Written problem:
Output the stretch of rows from the line containing "Look at the following image and tell me whether any white" through the line containing "[5, 173, 101, 245]" as a numbered list, skipping any blank lines and leaving out the pictures.
─── Records supplied
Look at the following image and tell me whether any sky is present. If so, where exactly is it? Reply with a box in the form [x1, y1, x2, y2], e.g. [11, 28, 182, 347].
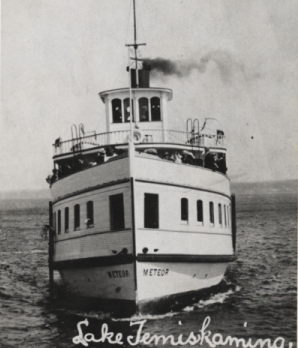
[0, 0, 298, 191]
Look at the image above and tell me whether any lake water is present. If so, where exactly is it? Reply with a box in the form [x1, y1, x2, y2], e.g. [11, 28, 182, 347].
[0, 194, 297, 348]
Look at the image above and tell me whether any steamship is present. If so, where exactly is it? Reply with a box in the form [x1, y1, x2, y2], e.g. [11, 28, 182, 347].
[48, 3, 236, 309]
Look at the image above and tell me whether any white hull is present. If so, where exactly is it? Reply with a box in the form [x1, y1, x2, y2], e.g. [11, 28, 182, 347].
[52, 143, 235, 307]
[59, 262, 227, 305]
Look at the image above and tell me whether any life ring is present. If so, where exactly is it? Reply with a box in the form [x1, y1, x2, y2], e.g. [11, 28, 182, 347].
[127, 129, 144, 144]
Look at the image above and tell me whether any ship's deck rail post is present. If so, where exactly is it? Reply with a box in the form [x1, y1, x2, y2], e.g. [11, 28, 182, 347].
[53, 129, 226, 156]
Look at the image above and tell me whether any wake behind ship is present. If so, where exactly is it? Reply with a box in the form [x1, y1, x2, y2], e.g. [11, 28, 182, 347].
[48, 0, 236, 308]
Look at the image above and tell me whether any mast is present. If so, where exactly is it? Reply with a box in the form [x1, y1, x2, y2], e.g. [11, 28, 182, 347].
[125, 0, 146, 88]
[125, 0, 146, 138]
[133, 0, 139, 88]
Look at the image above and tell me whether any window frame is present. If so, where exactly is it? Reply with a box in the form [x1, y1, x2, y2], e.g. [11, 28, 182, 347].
[218, 203, 222, 227]
[150, 96, 162, 122]
[209, 201, 214, 226]
[180, 197, 189, 224]
[57, 209, 61, 234]
[86, 201, 94, 228]
[197, 199, 204, 226]
[111, 98, 123, 123]
[138, 97, 150, 122]
[64, 207, 69, 233]
[73, 204, 81, 231]
[144, 192, 159, 229]
[109, 193, 125, 231]
[123, 98, 135, 123]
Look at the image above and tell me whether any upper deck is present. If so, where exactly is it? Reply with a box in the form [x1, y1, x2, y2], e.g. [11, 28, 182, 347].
[53, 129, 226, 158]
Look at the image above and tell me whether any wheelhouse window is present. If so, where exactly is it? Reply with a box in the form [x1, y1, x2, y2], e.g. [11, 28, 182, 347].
[64, 207, 69, 233]
[144, 193, 159, 228]
[53, 212, 56, 233]
[109, 193, 125, 230]
[123, 98, 134, 122]
[86, 201, 94, 228]
[181, 198, 188, 221]
[58, 210, 61, 234]
[151, 97, 160, 121]
[209, 202, 214, 224]
[218, 203, 222, 226]
[139, 98, 149, 122]
[74, 204, 80, 231]
[197, 199, 203, 224]
[112, 99, 122, 123]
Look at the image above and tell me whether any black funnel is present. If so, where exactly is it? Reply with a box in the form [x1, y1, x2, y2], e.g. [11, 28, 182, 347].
[130, 68, 150, 88]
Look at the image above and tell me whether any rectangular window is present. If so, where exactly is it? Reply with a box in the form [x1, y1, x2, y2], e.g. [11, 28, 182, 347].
[181, 198, 188, 221]
[209, 202, 214, 224]
[197, 199, 203, 224]
[58, 210, 61, 234]
[64, 207, 69, 233]
[109, 193, 125, 230]
[53, 212, 57, 233]
[86, 201, 94, 228]
[218, 203, 222, 226]
[144, 193, 159, 228]
[74, 204, 80, 231]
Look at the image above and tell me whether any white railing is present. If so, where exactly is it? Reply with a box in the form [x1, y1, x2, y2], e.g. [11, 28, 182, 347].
[53, 129, 225, 155]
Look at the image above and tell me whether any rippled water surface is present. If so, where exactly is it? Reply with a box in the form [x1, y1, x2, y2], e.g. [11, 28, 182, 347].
[0, 194, 297, 348]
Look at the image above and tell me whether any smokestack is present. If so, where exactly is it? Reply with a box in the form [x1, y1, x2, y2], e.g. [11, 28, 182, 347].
[130, 67, 150, 88]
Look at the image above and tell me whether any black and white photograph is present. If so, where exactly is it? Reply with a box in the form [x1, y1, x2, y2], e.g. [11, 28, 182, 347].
[0, 0, 298, 348]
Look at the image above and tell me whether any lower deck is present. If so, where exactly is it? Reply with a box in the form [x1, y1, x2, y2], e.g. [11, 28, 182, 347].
[52, 155, 235, 302]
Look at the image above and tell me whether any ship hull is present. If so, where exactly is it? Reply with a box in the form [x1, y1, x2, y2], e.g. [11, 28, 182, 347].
[52, 155, 235, 310]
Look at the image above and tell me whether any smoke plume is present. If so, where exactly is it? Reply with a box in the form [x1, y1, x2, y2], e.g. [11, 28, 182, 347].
[143, 51, 235, 83]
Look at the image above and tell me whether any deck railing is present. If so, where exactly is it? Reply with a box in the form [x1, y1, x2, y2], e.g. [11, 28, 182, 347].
[53, 129, 225, 155]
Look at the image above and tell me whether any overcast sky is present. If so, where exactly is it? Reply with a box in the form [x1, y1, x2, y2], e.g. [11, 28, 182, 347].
[0, 0, 298, 190]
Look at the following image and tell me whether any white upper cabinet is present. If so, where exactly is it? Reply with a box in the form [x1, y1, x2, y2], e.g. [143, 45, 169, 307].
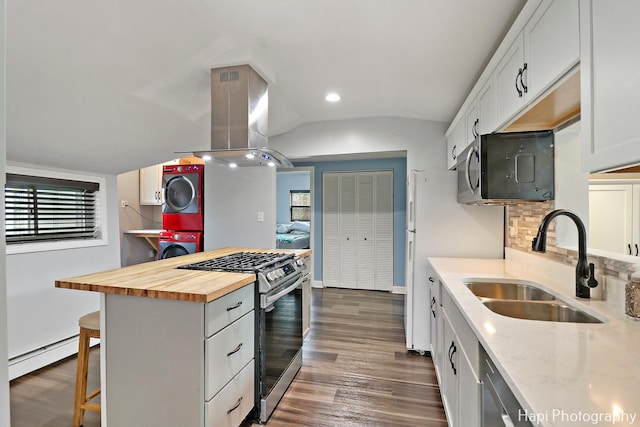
[580, 0, 640, 172]
[523, 0, 580, 99]
[139, 165, 162, 206]
[447, 120, 467, 169]
[463, 101, 480, 149]
[495, 0, 580, 127]
[495, 34, 526, 123]
[476, 78, 498, 135]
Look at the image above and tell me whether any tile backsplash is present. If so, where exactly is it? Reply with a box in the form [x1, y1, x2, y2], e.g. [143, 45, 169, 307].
[505, 201, 635, 281]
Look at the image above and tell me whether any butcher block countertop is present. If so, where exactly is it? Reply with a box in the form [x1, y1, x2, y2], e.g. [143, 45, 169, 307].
[55, 248, 311, 302]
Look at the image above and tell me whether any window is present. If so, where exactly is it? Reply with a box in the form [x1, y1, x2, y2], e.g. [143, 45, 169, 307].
[289, 190, 311, 221]
[5, 173, 101, 245]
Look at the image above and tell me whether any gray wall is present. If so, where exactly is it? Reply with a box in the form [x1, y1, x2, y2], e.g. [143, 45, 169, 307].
[276, 169, 311, 224]
[204, 163, 276, 250]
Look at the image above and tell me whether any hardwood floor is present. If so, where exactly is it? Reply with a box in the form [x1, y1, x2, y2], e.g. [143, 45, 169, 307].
[11, 289, 446, 427]
[10, 346, 100, 427]
[246, 288, 447, 427]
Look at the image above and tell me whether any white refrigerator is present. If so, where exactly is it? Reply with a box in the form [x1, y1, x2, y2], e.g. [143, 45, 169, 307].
[405, 170, 504, 353]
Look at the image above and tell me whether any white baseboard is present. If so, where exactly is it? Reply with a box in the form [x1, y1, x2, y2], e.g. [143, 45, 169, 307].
[9, 336, 100, 380]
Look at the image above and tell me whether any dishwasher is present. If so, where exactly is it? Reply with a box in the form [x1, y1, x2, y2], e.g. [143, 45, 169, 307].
[480, 346, 533, 427]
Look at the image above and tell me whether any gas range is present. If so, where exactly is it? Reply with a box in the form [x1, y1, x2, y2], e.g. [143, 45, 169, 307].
[178, 252, 306, 294]
[178, 252, 307, 423]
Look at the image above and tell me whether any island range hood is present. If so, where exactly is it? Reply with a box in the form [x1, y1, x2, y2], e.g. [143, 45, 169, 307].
[193, 65, 293, 168]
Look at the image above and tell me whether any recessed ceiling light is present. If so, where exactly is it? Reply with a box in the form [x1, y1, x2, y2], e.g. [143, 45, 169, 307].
[324, 92, 340, 102]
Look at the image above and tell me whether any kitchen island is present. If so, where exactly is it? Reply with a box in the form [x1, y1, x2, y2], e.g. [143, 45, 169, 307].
[429, 251, 640, 426]
[56, 248, 311, 427]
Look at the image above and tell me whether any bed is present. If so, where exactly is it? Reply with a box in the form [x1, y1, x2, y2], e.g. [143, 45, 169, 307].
[276, 221, 311, 249]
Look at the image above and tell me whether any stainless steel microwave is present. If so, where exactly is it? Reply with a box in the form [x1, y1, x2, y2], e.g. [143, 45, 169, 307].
[456, 131, 554, 205]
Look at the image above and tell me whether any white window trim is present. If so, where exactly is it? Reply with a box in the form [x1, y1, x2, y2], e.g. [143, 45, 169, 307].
[3, 165, 109, 255]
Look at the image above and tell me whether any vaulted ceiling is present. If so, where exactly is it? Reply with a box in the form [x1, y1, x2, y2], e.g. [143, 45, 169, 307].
[6, 0, 525, 174]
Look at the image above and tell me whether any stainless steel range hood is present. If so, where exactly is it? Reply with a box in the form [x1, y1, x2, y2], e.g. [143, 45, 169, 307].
[193, 65, 293, 168]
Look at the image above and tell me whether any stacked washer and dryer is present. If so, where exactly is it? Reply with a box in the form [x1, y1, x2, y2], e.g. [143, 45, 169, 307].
[158, 164, 204, 259]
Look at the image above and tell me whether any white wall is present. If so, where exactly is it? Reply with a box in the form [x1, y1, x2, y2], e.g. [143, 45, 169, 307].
[269, 117, 447, 170]
[204, 163, 276, 250]
[6, 165, 120, 378]
[0, 0, 11, 427]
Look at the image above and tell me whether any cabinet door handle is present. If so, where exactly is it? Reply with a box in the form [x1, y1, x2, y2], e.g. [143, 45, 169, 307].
──────
Answer for this exercise:
1. Look at the following image and tell me whether any white upper cabinet is present. If so, where exactly is it? Reply with a box in the form [x1, y1, x2, y2], e.g. [143, 45, 169, 307].
2. [580, 0, 640, 172]
3. [523, 0, 580, 99]
4. [139, 165, 162, 206]
5. [447, 120, 467, 169]
6. [463, 101, 480, 149]
7. [495, 0, 580, 127]
8. [495, 34, 526, 123]
9. [476, 78, 498, 135]
10. Look at the image above and tell me whether any tile backsplash is present. If so, where exactly is it? Reply with a box in the form [x1, y1, x2, y2], e.g. [143, 45, 169, 307].
11. [505, 201, 635, 281]
12. Look at the image above and tell me whether any butcher block countertop is present. If so, where exactly is it? Reply with a box in the form [x1, y1, x2, y2], e.g. [143, 45, 169, 307].
13. [55, 248, 311, 302]
14. Look at the image above and tell me whether any window is present. If so, where exactly is it? Reply with a box in the form [x1, y1, x2, y2], e.g. [143, 45, 169, 307].
15. [289, 190, 311, 221]
16. [5, 173, 101, 245]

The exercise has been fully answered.